= PROBLÈME À TRAITER =
D'après l'extrait du document, dans les montagnes de quel pays vivent les macaques qui prennent des bains d'eau chaude ?

= EXTRAIT DU DOCUMENT =

..........

> Critiques > Labellisés



Pour ces dix ans de carrière Ventura a puisé dans la sagesse des macaques prenant des bains d’eau chaude dans les montagnes du Japon probablement pour ce « Ultima Necat », chef d’œuvre noir et brulant d’un groupe cherchant à puiser sa force dans la rage la plus noire, quitte à la laisser sortir pour le pire. Sauf qu’ici cette étincelle noire sort pour le meilleur, pour un brulot incandescent, pierre de lave qui consume tout sur son passage, rompant avec la quiétude relative du primate se prélassant.

..........

= DONNÉES FOURNIES =
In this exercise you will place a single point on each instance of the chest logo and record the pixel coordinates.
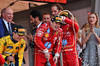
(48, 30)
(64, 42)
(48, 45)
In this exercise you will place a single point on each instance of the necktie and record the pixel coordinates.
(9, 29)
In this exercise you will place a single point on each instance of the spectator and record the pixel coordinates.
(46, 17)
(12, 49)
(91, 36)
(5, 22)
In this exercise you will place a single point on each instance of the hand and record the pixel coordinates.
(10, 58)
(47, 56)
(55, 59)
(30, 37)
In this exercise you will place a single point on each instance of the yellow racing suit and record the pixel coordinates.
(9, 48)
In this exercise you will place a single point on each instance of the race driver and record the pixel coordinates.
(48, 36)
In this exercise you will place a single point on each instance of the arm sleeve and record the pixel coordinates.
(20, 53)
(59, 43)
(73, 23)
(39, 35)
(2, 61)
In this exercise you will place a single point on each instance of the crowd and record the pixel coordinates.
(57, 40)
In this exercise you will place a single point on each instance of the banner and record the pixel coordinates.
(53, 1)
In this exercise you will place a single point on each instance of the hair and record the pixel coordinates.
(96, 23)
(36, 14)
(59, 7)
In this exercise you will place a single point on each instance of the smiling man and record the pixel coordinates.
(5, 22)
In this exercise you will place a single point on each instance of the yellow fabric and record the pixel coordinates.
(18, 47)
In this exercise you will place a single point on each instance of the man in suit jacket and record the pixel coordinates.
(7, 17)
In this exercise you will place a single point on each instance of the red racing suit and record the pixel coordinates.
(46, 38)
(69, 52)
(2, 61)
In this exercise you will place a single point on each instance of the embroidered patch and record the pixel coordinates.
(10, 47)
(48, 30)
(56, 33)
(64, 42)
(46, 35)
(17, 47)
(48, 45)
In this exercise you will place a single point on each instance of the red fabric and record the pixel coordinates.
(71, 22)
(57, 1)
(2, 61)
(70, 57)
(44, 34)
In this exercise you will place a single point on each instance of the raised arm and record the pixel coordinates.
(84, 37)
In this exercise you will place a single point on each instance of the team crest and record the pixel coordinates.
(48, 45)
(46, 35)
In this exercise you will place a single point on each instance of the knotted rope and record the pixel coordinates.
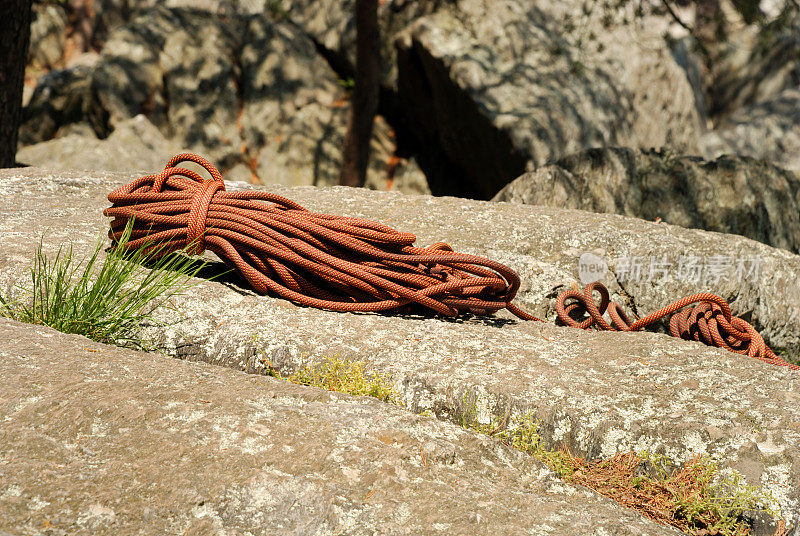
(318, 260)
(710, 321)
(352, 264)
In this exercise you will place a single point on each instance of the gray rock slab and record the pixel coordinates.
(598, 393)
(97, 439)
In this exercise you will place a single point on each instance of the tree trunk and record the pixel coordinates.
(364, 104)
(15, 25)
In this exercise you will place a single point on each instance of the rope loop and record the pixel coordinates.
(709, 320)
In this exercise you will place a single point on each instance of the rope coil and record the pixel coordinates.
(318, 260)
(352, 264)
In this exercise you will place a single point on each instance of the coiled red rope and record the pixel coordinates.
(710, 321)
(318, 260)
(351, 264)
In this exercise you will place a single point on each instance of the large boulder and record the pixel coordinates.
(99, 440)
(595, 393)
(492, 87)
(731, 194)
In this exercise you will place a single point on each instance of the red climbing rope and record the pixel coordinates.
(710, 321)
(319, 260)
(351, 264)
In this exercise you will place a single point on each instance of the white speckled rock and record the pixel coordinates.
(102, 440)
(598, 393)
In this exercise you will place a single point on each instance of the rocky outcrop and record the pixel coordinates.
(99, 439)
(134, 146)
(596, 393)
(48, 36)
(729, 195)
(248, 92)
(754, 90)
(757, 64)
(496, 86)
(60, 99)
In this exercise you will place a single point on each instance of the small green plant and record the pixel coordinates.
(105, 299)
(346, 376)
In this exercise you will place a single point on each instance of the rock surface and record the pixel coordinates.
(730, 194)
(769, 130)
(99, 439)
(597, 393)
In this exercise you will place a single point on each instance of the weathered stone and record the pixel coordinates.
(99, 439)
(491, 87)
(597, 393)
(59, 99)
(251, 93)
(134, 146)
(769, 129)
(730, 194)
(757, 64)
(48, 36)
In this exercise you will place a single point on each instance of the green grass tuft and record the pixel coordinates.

..........

= RÉPONSE =
Au Japon.